[Entries taken from a collection]
____________

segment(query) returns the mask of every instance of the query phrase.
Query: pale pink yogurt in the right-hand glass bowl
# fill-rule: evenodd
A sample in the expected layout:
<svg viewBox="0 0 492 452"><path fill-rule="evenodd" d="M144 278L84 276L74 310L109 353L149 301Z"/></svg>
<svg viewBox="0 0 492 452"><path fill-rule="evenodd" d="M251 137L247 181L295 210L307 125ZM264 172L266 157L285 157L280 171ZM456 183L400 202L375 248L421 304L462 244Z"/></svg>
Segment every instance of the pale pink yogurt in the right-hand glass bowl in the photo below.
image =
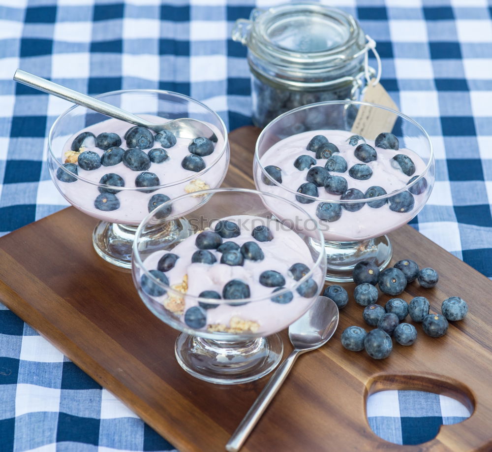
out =
<svg viewBox="0 0 492 452"><path fill-rule="evenodd" d="M306 210L307 213L316 220L318 220L318 217L316 216L316 208L319 204L318 201L301 204L296 200L295 194L290 193L283 188L287 187L296 191L301 184L307 182L306 175L308 169L300 171L294 166L294 161L303 154L315 158L314 152L306 149L309 140L314 135L325 135L340 151L340 153L334 155L339 155L347 161L347 171L344 173L333 171L330 172L330 174L344 177L347 180L348 188L356 188L363 193L365 193L369 187L380 186L390 194L395 190L400 190L413 176L422 174L426 169L426 163L415 152L409 149L399 149L398 151L393 149L382 149L376 147L373 140L366 139L367 144L376 150L377 160L365 163L371 168L372 176L368 180L358 180L352 178L348 174L348 169L350 169L352 165L364 163L358 160L354 155L356 146L350 145L347 141L353 133L345 130L314 130L284 138L265 152L260 159L263 167L276 165L281 168L282 184L280 186L265 184L262 180L261 169L257 166L255 168L256 187L262 192L277 194L289 201L298 203L300 207ZM363 143L363 141L359 141L358 144L361 143ZM412 176L405 175L400 169L396 169L391 165L392 158L397 154L404 154L412 159L416 168L415 173ZM316 166L324 167L326 160L327 159L318 159ZM340 199L340 195L329 194L324 187L318 187L318 193L318 197L326 201ZM325 240L356 241L378 237L408 223L423 207L428 195L429 189L422 194L414 194L415 205L412 210L405 213L390 210L388 203L380 208L372 208L365 204L356 212L350 212L342 208L341 217L337 221L318 221L319 227L323 232ZM295 219L296 224L298 225L297 230L304 232L307 235L310 235L310 231L314 229L313 225L310 224L310 222L307 222L306 218L299 219L298 212L294 211L294 209L290 212L288 210L277 212L275 206L269 205L269 207L275 212L278 218Z"/></svg>

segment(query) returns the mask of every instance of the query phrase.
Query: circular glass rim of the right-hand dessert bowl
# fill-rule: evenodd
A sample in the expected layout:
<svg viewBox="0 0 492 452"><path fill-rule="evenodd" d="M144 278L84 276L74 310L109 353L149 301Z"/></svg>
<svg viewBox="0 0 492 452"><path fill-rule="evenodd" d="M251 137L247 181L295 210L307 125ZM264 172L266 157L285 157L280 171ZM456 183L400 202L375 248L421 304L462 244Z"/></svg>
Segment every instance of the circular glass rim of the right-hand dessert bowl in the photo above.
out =
<svg viewBox="0 0 492 452"><path fill-rule="evenodd" d="M391 193L387 193L387 194L383 194L383 195L379 195L379 196L373 196L371 198L357 198L357 199L329 199L329 198L320 198L318 196L311 196L309 194L299 194L299 192L297 192L296 190L292 190L292 189L286 187L283 184L279 184L272 176L270 176L270 174L268 174L265 171L265 167L262 165L262 163L260 161L260 158L258 156L258 153L259 153L258 143L260 142L260 139L263 137L263 135L266 134L267 129L270 126L273 126L275 123L277 123L277 121L285 118L286 116L288 116L288 115L290 115L292 113L295 113L295 112L298 112L298 111L302 111L302 110L306 110L306 109L313 108L313 107L317 107L317 106L321 106L321 105L337 105L337 104L340 104L340 105L342 105L342 104L345 104L345 105L360 105L360 106L368 106L368 107L381 108L381 109L387 110L387 111L389 111L391 113L395 113L400 118L402 118L402 119L410 122L414 126L416 126L417 129L420 129L421 132L423 133L424 137L427 138L427 142L429 143L429 149L431 151L430 156L429 156L429 161L428 161L426 167L424 168L424 171L422 172L422 174L420 174L414 181L412 181L411 184L407 184L407 185L403 186L402 188L400 188L398 190L394 190ZM301 132L301 133L303 133L303 132ZM294 135L290 135L290 136L294 136ZM401 112L399 112L397 110L394 110L394 109L389 108L389 107L385 107L384 105L378 105L378 104L369 103L369 102L360 102L360 101L357 101L357 100L326 100L324 102L310 103L308 105L303 105L301 107L297 107L297 108L294 108L292 110L286 111L285 113L282 113L280 116L277 116L277 118L275 118L270 123L268 123L265 126L265 128L261 131L261 133L258 135L258 138L256 140L255 150L254 150L254 163L256 163L260 167L262 176L266 176L268 179L270 179L270 181L272 182L270 185L276 185L277 187L281 188L282 190L285 190L285 191L290 192L292 194L295 194L297 196L302 196L302 197L307 198L307 199L312 199L313 201L317 201L317 202L330 202L330 203L342 204L342 205L350 205L350 204L361 203L361 202L368 202L368 201L369 202L373 202L373 201L379 201L379 200L388 200L389 198L391 198L391 197L393 197L393 196L395 196L397 194L400 194L402 192L405 192L409 188L411 188L411 187L415 186L416 184L418 184L422 179L425 178L425 176L429 173L431 167L434 164L434 148L432 146L431 138L430 138L429 134L427 133L427 131L417 121L413 120L409 116L406 116L406 115L404 115L403 113L401 113ZM256 171L253 173L253 177L256 179ZM255 180L255 184L256 184L256 180ZM433 184L431 184L431 185L433 185Z"/></svg>

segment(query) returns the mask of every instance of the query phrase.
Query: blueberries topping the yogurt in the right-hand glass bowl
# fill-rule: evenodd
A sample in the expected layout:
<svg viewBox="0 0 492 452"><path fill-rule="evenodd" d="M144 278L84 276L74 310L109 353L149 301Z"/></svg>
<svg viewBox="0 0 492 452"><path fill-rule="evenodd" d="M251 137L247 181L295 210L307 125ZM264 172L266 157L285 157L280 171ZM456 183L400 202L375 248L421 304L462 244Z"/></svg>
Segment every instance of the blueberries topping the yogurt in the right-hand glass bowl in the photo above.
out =
<svg viewBox="0 0 492 452"><path fill-rule="evenodd" d="M328 138L324 135L315 135L311 138L307 144L307 151L314 153L312 155L300 155L295 161L294 166L299 171L307 170L306 183L301 184L297 189L298 195L296 199L302 204L310 204L315 199L312 197L318 197L319 188L324 187L326 193L338 195L342 200L357 200L357 199L370 199L375 196L382 196L387 194L386 190L380 186L374 185L369 187L365 193L356 188L349 188L346 175L342 176L342 173L348 171L348 176L352 179L367 180L372 176L372 170L369 165L370 161L377 160L376 150L366 143L366 140L360 135L352 135L347 140L351 146L354 146L354 156L362 163L356 163L348 168L347 161L339 154L338 147L330 143ZM380 133L375 139L375 146L382 149L399 149L398 138L392 133ZM318 166L318 160L326 160L324 166ZM407 176L412 176L415 173L415 164L413 161L403 154L397 154L391 160L391 165L402 171ZM278 182L282 183L282 170L275 165L268 165L265 167L265 171L270 177ZM408 182L411 184L419 176L412 177ZM349 179L350 180L350 179ZM274 185L270 178L263 176L263 182L267 185ZM390 210L394 212L409 212L415 205L414 194L422 194L427 189L427 180L425 178L420 179L417 183L413 184L408 190L395 194L385 199L379 199L375 201L366 201L368 206L373 209L378 209L389 204ZM308 197L312 196L312 197ZM328 222L337 221L342 214L342 209L349 212L356 212L366 204L366 202L353 202L338 204L333 202L320 202L316 208L316 216L320 220Z"/></svg>

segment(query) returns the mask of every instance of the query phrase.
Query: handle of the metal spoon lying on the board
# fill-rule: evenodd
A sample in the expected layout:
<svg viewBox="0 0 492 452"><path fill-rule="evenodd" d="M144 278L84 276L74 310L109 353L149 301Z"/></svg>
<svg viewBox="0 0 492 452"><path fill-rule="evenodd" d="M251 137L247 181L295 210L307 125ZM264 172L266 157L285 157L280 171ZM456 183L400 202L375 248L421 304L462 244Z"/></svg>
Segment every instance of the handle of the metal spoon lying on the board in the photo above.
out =
<svg viewBox="0 0 492 452"><path fill-rule="evenodd" d="M257 399L251 405L251 408L246 413L241 423L236 428L236 431L232 434L231 438L225 445L226 451L238 452L246 441L247 437L253 430L254 426L261 418L261 415L265 412L268 405L277 394L278 389L287 378L294 362L296 362L297 356L302 350L294 349L289 356L277 367L266 386L258 395Z"/></svg>

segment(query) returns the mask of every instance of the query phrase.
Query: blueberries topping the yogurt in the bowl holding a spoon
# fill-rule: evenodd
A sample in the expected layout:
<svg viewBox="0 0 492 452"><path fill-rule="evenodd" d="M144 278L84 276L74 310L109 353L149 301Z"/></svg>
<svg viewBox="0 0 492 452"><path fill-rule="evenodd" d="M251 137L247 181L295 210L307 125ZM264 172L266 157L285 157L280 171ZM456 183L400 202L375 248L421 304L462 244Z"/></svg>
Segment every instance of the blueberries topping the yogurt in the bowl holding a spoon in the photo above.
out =
<svg viewBox="0 0 492 452"><path fill-rule="evenodd" d="M100 133L95 136L92 132L82 132L73 140L71 150L80 152L94 143L95 147L101 149L102 156L94 151L80 152L77 163L78 166L86 171L92 171L100 166L115 166L123 163L124 166L133 171L143 171L135 178L135 187L157 187L160 185L159 177L147 171L152 163L162 163L169 160L169 154L164 149L172 148L176 144L176 136L163 130L155 136L151 130L134 126L128 129L123 139L126 141L128 149L121 148L122 138L117 133ZM157 141L162 147L154 148ZM151 149L152 148L152 149ZM144 150L150 149L148 152ZM189 154L184 157L181 166L189 171L199 172L205 169L205 162L202 157L214 152L214 142L208 138L198 137L191 140L188 145ZM64 163L63 168L58 168L57 178L62 182L75 182L77 179L70 173L78 174L77 165L74 163ZM120 208L118 194L121 190L115 187L124 187L123 178L116 173L107 173L101 177L99 184L109 187L99 186L100 194L94 200L94 207L102 211L112 211ZM155 189L142 190L142 193L152 193ZM149 212L158 205L168 201L169 197L163 194L155 194L149 201Z"/></svg>

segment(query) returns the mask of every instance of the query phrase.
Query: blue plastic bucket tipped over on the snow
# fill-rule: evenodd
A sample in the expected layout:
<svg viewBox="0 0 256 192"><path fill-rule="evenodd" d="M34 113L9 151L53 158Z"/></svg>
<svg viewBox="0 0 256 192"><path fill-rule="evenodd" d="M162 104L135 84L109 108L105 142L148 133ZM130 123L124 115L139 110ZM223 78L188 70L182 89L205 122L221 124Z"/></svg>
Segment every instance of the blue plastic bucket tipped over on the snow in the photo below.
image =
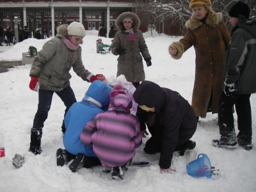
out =
<svg viewBox="0 0 256 192"><path fill-rule="evenodd" d="M199 154L197 159L187 164L188 175L192 177L212 177L211 161L205 154Z"/></svg>

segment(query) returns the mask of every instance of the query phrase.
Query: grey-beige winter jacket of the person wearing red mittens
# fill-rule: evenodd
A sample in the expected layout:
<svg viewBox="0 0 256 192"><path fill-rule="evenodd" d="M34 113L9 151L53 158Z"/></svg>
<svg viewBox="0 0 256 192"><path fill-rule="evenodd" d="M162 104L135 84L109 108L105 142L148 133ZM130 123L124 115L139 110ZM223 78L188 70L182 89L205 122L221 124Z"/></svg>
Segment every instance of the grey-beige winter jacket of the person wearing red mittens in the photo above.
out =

____________

TRY IT. Your answer should consist only of the lines above between the line holding "spoon in the photo above." and the line holding "Query: blue plastic", inclusive, each transcribed exactly.

RESULT OF THIS TASK.
Segment every instance of the blueberries topping the yogurt in the bowl holding a spoon in the photo above.
out =
<svg viewBox="0 0 492 452"><path fill-rule="evenodd" d="M100 133L95 136L92 132L82 132L73 140L71 150L80 152L94 143L95 147L101 149L102 156L94 151L80 152L77 163L78 166L86 171L92 171L100 166L115 166L123 163L124 166L133 171L143 171L135 178L135 187L157 187L160 185L159 177L147 171L152 163L162 163L169 160L169 154L164 149L172 148L176 144L176 136L163 130L155 136L151 130L134 126L128 129L123 139L126 141L128 149L121 148L122 138L117 133ZM157 141L162 147L154 148ZM151 149L152 148L152 149ZM144 150L150 149L148 152ZM189 154L184 157L181 166L189 171L199 172L205 169L205 162L202 157L214 152L214 142L208 138L198 137L191 140L188 145ZM64 163L63 168L58 168L57 178L62 182L75 182L77 179L70 173L78 174L77 165L74 163ZM120 208L118 194L121 190L115 187L124 187L123 178L116 173L107 173L101 177L99 184L109 187L99 186L100 194L94 200L94 207L102 211L112 211ZM155 189L142 190L142 193L152 193ZM149 212L158 205L168 201L169 197L163 194L155 194L149 201Z"/></svg>

segment(query) returns the mask of every instance of the query phrase.
Query: blue plastic bucket tipped over on the snow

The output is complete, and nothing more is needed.